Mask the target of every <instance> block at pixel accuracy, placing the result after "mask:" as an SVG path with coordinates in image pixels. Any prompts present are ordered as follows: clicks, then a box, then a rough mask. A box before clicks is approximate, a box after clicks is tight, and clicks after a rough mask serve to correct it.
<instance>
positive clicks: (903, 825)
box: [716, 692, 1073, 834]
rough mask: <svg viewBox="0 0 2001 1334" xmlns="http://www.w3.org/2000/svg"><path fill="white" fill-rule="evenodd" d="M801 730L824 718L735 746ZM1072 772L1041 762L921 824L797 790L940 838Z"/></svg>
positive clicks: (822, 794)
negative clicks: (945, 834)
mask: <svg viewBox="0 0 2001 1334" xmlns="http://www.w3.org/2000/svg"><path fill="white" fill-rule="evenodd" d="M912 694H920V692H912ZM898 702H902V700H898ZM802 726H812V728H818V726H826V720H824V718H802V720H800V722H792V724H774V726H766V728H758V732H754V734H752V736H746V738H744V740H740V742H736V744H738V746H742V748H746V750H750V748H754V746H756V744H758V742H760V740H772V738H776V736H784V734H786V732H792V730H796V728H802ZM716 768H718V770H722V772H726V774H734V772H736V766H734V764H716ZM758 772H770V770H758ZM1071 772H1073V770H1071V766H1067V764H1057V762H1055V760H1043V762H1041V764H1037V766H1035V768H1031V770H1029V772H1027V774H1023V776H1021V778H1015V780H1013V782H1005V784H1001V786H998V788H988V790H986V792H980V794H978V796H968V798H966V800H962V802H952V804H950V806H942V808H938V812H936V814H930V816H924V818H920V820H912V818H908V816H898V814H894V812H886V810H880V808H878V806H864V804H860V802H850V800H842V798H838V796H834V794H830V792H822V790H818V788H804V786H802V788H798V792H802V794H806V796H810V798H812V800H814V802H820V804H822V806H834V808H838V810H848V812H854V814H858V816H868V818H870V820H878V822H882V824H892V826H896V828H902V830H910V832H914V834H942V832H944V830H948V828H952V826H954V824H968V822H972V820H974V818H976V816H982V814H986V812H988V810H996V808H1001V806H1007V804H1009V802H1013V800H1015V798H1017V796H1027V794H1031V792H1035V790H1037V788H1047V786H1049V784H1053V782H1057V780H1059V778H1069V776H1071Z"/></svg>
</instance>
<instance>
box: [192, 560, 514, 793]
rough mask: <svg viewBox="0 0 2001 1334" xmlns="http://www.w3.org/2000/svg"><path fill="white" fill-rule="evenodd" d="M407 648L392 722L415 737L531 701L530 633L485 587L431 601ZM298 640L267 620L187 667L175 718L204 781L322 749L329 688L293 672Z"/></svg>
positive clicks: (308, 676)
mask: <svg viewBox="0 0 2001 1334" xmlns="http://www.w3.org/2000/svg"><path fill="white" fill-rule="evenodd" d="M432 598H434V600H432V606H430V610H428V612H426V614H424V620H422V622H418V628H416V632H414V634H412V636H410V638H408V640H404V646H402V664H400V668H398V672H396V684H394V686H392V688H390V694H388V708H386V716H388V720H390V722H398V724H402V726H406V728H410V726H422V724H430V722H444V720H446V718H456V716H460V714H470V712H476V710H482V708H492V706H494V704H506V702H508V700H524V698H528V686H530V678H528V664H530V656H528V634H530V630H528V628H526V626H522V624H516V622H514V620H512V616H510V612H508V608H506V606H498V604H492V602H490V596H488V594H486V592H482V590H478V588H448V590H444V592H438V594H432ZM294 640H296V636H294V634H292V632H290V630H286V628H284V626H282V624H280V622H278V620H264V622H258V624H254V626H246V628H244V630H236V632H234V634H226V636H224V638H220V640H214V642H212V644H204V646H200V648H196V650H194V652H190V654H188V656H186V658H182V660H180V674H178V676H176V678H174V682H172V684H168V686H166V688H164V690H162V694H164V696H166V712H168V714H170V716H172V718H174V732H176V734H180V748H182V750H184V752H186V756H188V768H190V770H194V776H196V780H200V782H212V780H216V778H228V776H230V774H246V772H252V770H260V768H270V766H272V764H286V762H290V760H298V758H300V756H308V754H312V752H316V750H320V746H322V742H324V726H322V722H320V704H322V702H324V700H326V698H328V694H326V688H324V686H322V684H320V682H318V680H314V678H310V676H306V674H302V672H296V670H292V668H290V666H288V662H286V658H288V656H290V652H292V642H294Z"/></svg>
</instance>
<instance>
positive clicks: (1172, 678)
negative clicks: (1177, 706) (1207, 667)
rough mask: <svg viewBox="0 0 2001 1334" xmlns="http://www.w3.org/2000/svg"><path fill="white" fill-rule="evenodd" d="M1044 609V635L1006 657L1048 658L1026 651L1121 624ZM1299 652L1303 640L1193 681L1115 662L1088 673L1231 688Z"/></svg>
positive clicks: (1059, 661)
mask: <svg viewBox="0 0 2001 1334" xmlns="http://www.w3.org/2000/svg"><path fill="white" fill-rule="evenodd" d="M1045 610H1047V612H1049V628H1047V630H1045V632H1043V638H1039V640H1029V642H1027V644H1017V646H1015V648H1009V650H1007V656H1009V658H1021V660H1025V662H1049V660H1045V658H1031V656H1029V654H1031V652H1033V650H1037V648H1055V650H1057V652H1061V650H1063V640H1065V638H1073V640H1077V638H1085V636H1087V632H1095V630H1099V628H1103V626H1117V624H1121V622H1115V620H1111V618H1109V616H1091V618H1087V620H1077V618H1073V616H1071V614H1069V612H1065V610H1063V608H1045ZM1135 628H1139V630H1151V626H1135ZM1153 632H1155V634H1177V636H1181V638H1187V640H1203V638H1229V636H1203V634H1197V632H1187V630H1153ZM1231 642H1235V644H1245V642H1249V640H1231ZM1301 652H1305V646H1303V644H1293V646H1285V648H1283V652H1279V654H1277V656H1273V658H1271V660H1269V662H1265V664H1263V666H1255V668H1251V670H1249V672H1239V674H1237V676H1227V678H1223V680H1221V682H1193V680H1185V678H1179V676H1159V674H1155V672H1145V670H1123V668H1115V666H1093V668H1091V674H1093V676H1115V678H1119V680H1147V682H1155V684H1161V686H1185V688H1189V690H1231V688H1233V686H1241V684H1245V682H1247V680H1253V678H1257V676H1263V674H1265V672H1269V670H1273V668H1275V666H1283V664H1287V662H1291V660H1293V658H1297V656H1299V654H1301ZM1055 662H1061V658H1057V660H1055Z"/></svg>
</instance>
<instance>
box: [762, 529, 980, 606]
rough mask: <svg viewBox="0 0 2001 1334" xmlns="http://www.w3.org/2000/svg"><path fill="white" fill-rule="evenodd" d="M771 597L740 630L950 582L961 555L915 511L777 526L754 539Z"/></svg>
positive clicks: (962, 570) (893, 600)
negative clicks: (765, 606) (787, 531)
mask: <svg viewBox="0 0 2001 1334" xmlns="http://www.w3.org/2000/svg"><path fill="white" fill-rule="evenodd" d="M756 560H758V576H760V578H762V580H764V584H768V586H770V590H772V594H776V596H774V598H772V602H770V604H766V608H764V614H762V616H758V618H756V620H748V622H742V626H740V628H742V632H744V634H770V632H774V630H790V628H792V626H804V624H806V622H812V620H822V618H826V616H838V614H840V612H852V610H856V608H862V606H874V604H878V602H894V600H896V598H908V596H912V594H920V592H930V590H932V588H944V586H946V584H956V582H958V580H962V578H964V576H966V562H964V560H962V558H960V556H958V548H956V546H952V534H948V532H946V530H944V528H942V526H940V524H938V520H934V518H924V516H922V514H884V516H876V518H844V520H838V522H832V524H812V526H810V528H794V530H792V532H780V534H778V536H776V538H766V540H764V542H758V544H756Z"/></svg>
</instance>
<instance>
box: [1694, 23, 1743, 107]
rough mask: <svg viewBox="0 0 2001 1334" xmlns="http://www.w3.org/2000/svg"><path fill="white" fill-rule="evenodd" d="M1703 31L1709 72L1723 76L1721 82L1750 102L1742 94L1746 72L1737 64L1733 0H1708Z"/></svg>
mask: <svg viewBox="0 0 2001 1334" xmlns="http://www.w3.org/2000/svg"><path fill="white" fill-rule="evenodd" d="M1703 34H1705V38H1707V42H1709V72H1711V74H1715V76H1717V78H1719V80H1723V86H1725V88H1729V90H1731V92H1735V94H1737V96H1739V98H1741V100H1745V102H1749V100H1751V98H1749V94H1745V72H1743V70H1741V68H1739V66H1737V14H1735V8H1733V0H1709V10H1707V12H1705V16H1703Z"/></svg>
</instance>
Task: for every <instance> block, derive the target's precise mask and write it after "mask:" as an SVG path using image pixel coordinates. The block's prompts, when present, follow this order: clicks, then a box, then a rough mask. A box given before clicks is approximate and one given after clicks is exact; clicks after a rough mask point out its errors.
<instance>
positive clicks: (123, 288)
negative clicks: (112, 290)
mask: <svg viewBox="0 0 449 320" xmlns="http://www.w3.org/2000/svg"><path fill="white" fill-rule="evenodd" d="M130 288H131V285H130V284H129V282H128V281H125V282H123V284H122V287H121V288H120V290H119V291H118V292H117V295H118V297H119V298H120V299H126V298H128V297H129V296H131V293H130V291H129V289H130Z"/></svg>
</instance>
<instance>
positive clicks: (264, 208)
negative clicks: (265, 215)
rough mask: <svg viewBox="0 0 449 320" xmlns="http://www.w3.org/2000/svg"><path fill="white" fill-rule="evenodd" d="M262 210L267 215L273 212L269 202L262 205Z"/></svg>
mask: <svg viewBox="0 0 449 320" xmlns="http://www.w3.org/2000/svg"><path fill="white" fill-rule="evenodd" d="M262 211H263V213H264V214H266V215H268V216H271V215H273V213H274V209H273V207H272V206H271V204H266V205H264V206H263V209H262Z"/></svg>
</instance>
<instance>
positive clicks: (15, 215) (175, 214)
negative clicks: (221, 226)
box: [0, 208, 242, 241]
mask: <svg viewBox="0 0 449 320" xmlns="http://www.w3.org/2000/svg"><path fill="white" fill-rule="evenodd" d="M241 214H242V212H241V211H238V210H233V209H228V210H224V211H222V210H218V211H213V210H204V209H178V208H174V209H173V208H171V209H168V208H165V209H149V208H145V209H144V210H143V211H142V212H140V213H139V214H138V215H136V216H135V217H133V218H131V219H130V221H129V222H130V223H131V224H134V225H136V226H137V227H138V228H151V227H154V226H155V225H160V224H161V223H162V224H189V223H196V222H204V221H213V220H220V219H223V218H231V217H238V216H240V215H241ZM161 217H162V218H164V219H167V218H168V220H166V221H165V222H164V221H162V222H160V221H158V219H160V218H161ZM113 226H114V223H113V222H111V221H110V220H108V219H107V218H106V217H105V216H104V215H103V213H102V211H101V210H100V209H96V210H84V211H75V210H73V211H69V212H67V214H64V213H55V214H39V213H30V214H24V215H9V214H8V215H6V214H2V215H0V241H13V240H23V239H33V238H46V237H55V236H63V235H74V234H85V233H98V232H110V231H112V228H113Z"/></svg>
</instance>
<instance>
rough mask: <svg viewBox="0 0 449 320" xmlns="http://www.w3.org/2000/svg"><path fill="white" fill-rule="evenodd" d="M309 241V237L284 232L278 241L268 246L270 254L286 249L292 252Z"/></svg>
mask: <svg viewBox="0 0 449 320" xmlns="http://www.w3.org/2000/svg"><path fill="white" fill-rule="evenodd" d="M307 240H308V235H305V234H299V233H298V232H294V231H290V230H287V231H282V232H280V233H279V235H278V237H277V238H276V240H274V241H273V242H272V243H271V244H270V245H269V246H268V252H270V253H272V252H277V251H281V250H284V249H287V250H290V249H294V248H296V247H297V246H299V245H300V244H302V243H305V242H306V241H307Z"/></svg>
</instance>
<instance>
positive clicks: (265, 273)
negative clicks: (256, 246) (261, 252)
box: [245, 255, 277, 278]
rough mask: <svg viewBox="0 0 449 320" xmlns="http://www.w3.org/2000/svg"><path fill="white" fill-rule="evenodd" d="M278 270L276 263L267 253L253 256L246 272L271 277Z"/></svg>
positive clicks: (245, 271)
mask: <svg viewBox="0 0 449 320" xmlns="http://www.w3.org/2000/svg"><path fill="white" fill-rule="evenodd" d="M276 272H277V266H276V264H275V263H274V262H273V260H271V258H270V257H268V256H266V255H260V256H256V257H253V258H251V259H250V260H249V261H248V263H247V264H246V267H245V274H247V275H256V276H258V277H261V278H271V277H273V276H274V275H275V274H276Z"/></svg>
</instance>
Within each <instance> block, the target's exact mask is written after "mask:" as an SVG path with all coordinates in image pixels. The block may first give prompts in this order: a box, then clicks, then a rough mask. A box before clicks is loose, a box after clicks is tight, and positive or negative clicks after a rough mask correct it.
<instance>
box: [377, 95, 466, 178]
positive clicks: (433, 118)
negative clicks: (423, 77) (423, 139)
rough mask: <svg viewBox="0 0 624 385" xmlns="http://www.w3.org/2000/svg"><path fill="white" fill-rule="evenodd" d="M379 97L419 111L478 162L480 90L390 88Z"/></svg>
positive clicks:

☆ ☆ ☆ ☆ ☆

Exercise brief: Transcribe each line of the data above, unaltered, from the one where "597L740 630L950 582L961" appears to the one where "box: [1694, 23, 1743, 107]" appears, inclusive of both.

Solution to this task:
rough mask: <svg viewBox="0 0 2001 1334" xmlns="http://www.w3.org/2000/svg"><path fill="white" fill-rule="evenodd" d="M771 597L740 630L950 582L961 555L915 511L777 526L754 539Z"/></svg>
positive clicks: (962, 570) (893, 600)
negative clicks: (765, 606) (787, 531)
mask: <svg viewBox="0 0 2001 1334" xmlns="http://www.w3.org/2000/svg"><path fill="white" fill-rule="evenodd" d="M756 560H758V576H760V578H762V580H764V584H768V586H770V590H772V594H776V596H774V598H772V602H770V604H766V608H764V614H762V616H758V618H756V620H748V622H742V626H740V628H742V632H744V634H770V632H774V630H790V628H792V626H804V624H806V622H812V620H822V618H826V616H838V614H840V612H852V610H856V608H862V606H874V604H878V602H894V600H896V598H908V596H912V594H920V592H930V590H932V588H944V586H946V584H956V582H958V580H962V578H964V576H966V562H964V560H962V558H960V556H958V548H956V546H952V534H948V532H946V530H944V528H942V526H940V524H938V520H934V518H924V516H922V514H884V516H876V518H844V520H838V522H832V524H812V526H810V528H794V530H792V532H780V534H778V536H776V538H766V540H764V542H758V544H756Z"/></svg>
</instance>
<instance>
box: [1694, 23, 1743, 107]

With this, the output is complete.